■ **Work required**
Please return each line below that contains the word "instance", copying every such line in full.

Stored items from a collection
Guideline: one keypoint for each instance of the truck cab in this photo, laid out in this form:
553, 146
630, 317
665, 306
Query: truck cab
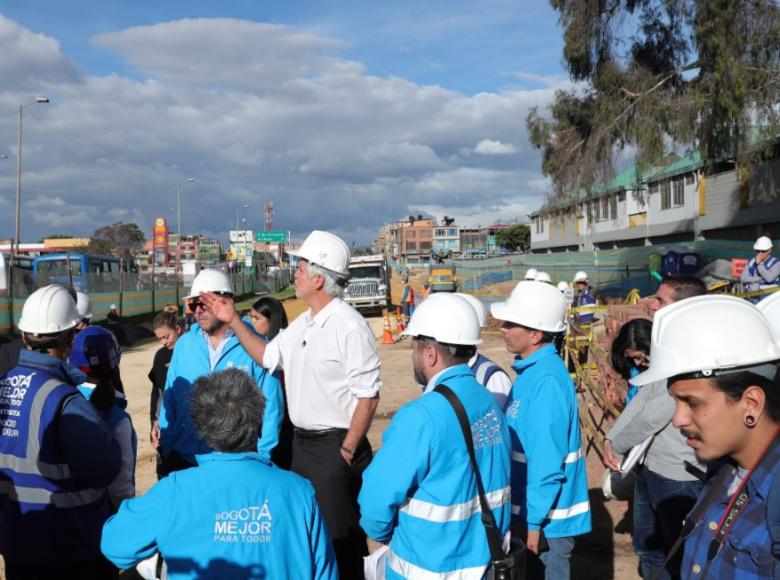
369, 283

---

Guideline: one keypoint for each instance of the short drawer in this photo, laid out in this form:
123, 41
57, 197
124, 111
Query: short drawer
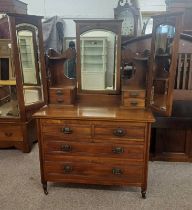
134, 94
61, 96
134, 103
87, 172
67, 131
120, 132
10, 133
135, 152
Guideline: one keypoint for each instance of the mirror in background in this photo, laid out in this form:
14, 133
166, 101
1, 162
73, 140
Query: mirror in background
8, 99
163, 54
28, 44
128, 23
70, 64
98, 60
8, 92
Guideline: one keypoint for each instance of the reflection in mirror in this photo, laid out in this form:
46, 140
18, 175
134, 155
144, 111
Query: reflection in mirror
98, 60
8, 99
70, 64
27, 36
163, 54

■ **In response**
Guideline: one keypoint for each instance of the truck cab in this photo, laid out in this form:
Guideline: one keypoint for each instance of the short drawer in this photo, laid out in this form:
Guideline: one keypoint for each instance of the mirror in background in this photo, laid out in this form:
Guideline: one keypoint for each instance of the reflection in mirror in this photo, laid out in this form:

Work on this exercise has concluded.